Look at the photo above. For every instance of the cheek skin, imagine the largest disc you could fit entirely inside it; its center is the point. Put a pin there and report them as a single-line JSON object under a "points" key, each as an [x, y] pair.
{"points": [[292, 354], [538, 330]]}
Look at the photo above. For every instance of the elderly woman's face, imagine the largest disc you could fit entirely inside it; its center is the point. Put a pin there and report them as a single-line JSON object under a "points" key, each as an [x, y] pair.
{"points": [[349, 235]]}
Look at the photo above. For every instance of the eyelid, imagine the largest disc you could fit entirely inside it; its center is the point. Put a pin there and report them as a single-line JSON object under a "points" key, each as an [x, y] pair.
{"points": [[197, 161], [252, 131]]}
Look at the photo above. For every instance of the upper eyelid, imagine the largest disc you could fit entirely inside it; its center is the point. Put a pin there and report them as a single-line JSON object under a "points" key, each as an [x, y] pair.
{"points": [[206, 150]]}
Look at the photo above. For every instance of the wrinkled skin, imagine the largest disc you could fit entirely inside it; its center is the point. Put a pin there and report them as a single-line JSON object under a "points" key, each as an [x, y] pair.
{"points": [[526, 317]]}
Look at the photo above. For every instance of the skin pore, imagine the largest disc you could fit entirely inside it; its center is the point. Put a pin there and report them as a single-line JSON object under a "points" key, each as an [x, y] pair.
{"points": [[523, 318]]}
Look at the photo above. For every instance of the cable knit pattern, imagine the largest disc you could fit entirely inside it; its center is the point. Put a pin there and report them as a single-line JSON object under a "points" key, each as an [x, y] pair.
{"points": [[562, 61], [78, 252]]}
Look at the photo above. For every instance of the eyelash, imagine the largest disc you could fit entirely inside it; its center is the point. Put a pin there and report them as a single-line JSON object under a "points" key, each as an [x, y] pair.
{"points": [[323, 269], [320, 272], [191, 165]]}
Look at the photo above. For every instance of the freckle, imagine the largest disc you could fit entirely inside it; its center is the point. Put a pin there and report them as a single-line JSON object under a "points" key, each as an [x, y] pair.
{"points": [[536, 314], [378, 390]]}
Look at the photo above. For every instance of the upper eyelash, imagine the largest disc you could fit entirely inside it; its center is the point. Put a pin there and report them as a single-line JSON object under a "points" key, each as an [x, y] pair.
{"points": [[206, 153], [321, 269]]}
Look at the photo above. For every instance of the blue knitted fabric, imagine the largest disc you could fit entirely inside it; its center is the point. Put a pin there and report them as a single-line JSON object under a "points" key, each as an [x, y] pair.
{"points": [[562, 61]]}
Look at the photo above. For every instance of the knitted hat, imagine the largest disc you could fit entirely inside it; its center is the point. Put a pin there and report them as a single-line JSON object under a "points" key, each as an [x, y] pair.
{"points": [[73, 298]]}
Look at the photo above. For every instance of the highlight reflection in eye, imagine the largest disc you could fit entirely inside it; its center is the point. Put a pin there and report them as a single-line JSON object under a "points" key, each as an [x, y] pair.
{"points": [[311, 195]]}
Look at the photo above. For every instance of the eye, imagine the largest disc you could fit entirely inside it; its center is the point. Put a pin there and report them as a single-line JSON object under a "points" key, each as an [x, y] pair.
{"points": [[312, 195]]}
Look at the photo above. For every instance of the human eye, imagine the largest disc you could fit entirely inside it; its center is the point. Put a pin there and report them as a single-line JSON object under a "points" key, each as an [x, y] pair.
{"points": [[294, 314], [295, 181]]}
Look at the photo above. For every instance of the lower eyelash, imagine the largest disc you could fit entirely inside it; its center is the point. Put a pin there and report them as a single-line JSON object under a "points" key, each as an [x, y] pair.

### ПОСТАНОВКА ЗАДАЧИ
Перепечатайте приведенный выше материал целиком, не меняя ни одного символа.

### РЕШЕНИЕ ЗАДАЧИ
Look at the photo above. For every instance of the cheek skin, imagine the largest disc you could fit entirely inside it; its center is the point. Put a pin there and report them as a single-line JSON object under a "points" key, each as an [x, y] pair.
{"points": [[292, 354], [538, 330]]}
Look at the photo above. For every instance of the elderly woman's face, imagine the largest disc you could fit entirely inside it; its center is the point. Put a pin there and report them as a single-line JSON object under a "points" key, each as an [x, y] pair.
{"points": [[349, 235]]}
Look at the photo above. For every instance of the eyelid, imagine the largest disc you could fit entirely inside it; its center is the point. Put a pin there and report them as a single-line JSON object under a "points" key, each as an [x, y] pair.
{"points": [[197, 161], [252, 131]]}
Look at the photo above. For every instance of the upper eyelid, imagine the largest disc you could fit entirely inside it; its center is the point. Put a pin there and report them as a single-line JSON object under a "points" key, each as an [x, y] pair.
{"points": [[206, 150]]}
Look at the photo above. For every instance of the wrinkled skin, imagine the largest disc you could fit entirely inside it; its center is the point. Put a pin there and report them as a single-line JSON object under a "points" key, each as an [x, y] pair.
{"points": [[526, 317]]}
Look at the photo above. For every instance of the skin pore, imagine the largest disc you could fit entirely inside it; its center is the point. Put a pin there and report them as a single-line JSON object under a "points" key, each as an [x, y] pair.
{"points": [[523, 318]]}
Look at the photo above. For every instance of the cable knit pattern, imagine the largest disc you could fit entirely inside it; its center is the point. Put a pin there and report them as a single-line JSON object under a "points" key, each as an [x, y] pair.
{"points": [[562, 61], [78, 252]]}
Look at the photo above. For every instance of the eyelash, imagine the largest disc you could fit entirely inside it; its center is the point. Put a pin there and report them as a single-line JSON object under a "points" key, each as an [x, y] pair.
{"points": [[323, 269], [320, 272], [191, 165]]}
Look at the photo above. For every instance of the freckle, imagine the largest disc you could fit entirely inside it; its center is the point. Put a pin there and report them as a single-line JSON object under a "points" key, each as an [x, y] pair.
{"points": [[536, 314], [378, 390]]}
Look at the photo above. For every instance of the upper eyelash, imagine the largest disc you could fit entirely inside it; its center is the point. Put a pin there and report them as a single-line JSON object under a "points" key, each as an [x, y] pair.
{"points": [[206, 153], [321, 269]]}
Look at the photo above. For every instance of the blue knitted fabric, imagine the largest disc you could fit entirely inside it; its center is the point. Put a pin there and report them as a single-line JSON object under a "points" key, each as an [x, y] pair.
{"points": [[562, 61]]}
Look at the photo above. For every instance of the knitted hat, imagine the largest disc you could fit entirely inside it; its center is the point. Put a pin there and report them as a single-line JSON object under a "points" key, each as an [x, y] pair.
{"points": [[73, 298]]}
Look at the photo above. For every instance of the highlight reflection in eye, imagine the largest disc you could fit entirely inside it; its center is the point. Put a pin there and report them as a single-line JSON object under a "points" key, each as an [x, y] pair.
{"points": [[311, 195]]}
Look at the photo above. For every instance of the eye, imagine the largest disc you could fit entirely inside it; its center is the point. Put a pin there and report them as a single-line JSON object under a "points" key, each as an [x, y] pair.
{"points": [[312, 195]]}
Look at the photo above. For every instance of the human eye, imagine the largest disc you could fit entirely inside it; its center is the point. Put a pin there and report them as a single-line JSON object under a "points" key, each as an [x, y] pair.
{"points": [[294, 314], [295, 181]]}
Look at the photo above. For every instance of the lower eyelash, imagine the largest disc you could fit entirely inside it; its center is the point. Put a pin there and report them as a single-line JSON object under a "points" key, each as an [x, y] pair.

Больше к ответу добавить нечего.